--- Problem to solve ---
Retype the data starting at the line containing "Query: building under construction" and ending at the line containing "M 465 49 L 461", both lines included, without changing a character.

— Start Working data —

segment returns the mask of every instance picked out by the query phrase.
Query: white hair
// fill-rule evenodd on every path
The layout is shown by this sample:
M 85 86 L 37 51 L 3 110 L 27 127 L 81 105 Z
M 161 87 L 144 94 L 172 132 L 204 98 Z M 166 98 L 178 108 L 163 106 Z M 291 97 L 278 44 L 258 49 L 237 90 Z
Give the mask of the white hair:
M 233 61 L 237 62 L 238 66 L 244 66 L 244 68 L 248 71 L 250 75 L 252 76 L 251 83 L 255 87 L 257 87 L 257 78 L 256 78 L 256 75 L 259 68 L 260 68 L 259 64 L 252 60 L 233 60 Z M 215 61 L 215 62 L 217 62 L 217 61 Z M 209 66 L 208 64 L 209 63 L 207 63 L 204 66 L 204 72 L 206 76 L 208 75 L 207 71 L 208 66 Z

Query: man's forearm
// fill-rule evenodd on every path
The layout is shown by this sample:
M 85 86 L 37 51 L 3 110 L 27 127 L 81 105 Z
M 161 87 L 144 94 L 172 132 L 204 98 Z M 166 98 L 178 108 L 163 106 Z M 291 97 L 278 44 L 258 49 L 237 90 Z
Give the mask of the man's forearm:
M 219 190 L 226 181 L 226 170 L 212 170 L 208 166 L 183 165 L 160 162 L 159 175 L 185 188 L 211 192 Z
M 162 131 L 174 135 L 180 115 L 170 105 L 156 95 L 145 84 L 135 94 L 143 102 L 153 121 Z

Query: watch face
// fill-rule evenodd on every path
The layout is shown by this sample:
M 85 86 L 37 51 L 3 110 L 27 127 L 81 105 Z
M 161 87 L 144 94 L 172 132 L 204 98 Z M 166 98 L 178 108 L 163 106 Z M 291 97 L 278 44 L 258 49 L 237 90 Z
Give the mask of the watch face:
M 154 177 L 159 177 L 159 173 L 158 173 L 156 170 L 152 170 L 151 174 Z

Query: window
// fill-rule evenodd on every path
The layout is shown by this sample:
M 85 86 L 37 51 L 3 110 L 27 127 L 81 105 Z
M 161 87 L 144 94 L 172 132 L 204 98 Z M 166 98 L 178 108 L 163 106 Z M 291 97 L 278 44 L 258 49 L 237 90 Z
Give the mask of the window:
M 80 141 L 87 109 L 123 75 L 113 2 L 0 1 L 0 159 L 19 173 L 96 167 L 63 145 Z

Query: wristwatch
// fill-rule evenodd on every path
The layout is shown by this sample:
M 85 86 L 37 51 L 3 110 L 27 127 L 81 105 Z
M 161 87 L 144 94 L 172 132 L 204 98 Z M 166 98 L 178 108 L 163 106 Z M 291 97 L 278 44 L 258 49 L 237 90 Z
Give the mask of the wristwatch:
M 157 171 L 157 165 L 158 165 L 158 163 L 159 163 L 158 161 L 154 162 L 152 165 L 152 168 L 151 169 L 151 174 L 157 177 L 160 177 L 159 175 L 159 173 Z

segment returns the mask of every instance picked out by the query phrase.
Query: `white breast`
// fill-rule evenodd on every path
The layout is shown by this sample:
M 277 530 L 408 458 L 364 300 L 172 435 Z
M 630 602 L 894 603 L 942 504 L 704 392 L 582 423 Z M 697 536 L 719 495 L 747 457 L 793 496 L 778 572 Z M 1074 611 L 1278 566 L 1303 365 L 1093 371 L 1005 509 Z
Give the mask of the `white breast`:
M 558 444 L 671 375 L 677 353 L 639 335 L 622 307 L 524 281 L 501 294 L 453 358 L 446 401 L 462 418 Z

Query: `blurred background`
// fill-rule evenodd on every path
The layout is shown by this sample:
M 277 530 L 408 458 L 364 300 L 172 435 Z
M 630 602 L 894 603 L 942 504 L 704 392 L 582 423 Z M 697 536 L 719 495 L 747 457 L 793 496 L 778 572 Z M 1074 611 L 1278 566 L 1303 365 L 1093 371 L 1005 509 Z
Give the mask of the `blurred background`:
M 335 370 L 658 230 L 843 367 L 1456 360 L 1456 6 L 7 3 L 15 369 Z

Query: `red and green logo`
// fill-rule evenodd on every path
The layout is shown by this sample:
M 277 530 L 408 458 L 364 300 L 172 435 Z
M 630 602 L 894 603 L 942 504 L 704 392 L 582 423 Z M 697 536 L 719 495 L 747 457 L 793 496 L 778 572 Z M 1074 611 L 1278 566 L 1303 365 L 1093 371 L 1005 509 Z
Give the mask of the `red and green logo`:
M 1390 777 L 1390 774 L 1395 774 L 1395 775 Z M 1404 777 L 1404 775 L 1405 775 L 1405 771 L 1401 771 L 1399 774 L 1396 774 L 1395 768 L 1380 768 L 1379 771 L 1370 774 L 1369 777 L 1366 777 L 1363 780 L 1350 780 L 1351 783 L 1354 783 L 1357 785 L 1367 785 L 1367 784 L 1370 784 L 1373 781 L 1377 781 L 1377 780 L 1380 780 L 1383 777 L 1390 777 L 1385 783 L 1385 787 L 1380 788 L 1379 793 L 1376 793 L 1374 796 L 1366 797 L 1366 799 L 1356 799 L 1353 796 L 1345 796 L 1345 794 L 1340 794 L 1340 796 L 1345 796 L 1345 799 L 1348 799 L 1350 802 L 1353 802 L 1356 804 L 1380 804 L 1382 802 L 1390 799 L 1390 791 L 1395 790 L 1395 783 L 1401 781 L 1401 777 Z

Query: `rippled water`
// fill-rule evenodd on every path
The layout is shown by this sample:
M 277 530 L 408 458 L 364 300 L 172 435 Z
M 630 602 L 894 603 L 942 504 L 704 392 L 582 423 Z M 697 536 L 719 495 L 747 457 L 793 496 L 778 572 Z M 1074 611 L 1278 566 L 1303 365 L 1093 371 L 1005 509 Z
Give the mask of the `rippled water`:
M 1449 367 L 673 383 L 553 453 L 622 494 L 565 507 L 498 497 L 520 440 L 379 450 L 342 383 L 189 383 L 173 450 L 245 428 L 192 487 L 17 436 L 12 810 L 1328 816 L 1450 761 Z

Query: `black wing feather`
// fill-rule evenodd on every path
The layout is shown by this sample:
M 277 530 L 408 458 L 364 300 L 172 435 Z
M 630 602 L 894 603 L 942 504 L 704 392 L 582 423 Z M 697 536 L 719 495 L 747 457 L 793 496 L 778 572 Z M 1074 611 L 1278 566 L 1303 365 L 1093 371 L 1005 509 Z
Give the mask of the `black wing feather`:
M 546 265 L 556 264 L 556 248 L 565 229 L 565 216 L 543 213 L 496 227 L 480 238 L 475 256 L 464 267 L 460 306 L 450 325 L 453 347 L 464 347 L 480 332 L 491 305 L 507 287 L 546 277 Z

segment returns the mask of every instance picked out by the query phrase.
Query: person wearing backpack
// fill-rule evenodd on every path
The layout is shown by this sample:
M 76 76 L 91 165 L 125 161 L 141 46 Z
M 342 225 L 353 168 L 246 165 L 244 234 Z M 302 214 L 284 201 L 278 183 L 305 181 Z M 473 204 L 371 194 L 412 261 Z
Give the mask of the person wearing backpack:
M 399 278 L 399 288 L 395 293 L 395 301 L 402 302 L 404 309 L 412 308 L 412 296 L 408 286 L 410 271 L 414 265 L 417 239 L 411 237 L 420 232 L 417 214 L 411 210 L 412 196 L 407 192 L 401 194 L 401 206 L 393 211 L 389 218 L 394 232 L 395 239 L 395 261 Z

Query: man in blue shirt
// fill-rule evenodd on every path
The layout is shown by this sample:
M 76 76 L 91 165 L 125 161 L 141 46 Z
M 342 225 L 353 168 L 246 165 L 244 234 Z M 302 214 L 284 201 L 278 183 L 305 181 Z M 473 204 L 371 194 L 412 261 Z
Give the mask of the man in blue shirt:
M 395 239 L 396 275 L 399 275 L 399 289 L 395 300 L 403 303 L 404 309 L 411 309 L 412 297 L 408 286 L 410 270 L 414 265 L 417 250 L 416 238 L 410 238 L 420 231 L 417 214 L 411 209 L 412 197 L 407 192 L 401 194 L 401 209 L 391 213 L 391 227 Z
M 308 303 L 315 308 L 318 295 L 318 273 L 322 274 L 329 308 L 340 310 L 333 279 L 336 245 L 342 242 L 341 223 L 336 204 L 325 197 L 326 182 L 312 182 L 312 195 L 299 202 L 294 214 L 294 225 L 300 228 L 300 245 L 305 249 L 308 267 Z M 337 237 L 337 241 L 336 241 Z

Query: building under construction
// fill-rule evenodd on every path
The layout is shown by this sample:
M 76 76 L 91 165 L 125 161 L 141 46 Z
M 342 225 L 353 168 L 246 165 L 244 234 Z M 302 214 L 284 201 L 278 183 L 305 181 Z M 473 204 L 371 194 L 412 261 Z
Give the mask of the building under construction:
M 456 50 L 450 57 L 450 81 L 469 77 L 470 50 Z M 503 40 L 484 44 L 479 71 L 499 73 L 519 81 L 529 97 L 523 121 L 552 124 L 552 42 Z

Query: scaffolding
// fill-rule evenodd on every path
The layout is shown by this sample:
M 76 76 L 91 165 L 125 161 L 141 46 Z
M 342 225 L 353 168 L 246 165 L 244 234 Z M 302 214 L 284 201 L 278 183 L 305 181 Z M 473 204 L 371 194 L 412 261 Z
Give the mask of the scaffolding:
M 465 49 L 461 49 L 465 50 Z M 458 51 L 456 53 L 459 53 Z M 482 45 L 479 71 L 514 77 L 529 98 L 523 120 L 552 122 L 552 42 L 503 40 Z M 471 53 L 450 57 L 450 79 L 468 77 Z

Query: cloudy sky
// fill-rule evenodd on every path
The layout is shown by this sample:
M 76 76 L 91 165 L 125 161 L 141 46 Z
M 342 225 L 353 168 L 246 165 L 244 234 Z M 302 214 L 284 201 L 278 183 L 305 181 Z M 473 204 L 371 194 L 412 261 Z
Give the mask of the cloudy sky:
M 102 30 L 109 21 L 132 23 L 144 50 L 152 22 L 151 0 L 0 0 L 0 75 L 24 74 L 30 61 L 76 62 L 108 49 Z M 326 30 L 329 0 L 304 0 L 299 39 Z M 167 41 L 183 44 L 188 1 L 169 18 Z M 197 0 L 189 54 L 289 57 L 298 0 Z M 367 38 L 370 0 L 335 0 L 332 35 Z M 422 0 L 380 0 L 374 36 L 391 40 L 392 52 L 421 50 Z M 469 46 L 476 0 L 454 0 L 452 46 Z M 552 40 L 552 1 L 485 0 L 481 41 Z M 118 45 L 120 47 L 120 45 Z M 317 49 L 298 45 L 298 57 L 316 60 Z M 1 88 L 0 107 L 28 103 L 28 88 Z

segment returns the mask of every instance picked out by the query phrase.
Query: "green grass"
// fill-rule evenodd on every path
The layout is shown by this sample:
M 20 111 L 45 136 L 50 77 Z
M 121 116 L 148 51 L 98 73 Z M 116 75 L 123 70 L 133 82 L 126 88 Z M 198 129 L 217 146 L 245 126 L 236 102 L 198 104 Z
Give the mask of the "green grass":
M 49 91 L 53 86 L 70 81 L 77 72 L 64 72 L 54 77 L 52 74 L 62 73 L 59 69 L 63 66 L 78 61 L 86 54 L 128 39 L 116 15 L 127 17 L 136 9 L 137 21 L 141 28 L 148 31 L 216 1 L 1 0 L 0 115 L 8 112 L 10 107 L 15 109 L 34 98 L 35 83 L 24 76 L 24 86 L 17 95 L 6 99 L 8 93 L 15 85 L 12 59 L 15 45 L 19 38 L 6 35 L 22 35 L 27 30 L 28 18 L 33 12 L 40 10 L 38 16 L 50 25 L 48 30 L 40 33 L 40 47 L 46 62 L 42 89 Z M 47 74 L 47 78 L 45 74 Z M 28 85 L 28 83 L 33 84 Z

— End Working data —

--- Exercise result ---
Query: building under construction
// fill-rule evenodd on every path
The layout is shown by this sample:
M 76 76 L 91 165 L 125 161 L 141 46 Z
M 342 225 L 353 168 L 246 165 L 244 234 Z M 302 214 L 284 201 L 278 183 L 305 181 Z M 473 204 L 371 194 L 412 261 Z
Give the mask of the building under construction:
M 456 50 L 450 57 L 450 81 L 469 77 L 470 50 Z M 503 40 L 484 44 L 479 71 L 499 73 L 519 81 L 529 97 L 523 121 L 552 124 L 552 42 Z

Query: scaffolding
// fill-rule evenodd on every path
The layout is shown by this sample:
M 76 76 L 91 165 L 125 161 L 141 46 Z
M 342 225 L 353 168 L 246 165 L 244 234 Z M 302 214 L 284 201 L 278 183 L 305 181 Z M 473 204 L 371 194 L 412 261 Z
Give the mask of the scaffolding:
M 465 49 L 461 49 L 465 50 Z M 458 51 L 456 53 L 459 53 Z M 482 45 L 479 71 L 514 77 L 529 98 L 523 120 L 552 122 L 552 42 L 503 40 Z M 471 53 L 450 57 L 450 79 L 468 77 Z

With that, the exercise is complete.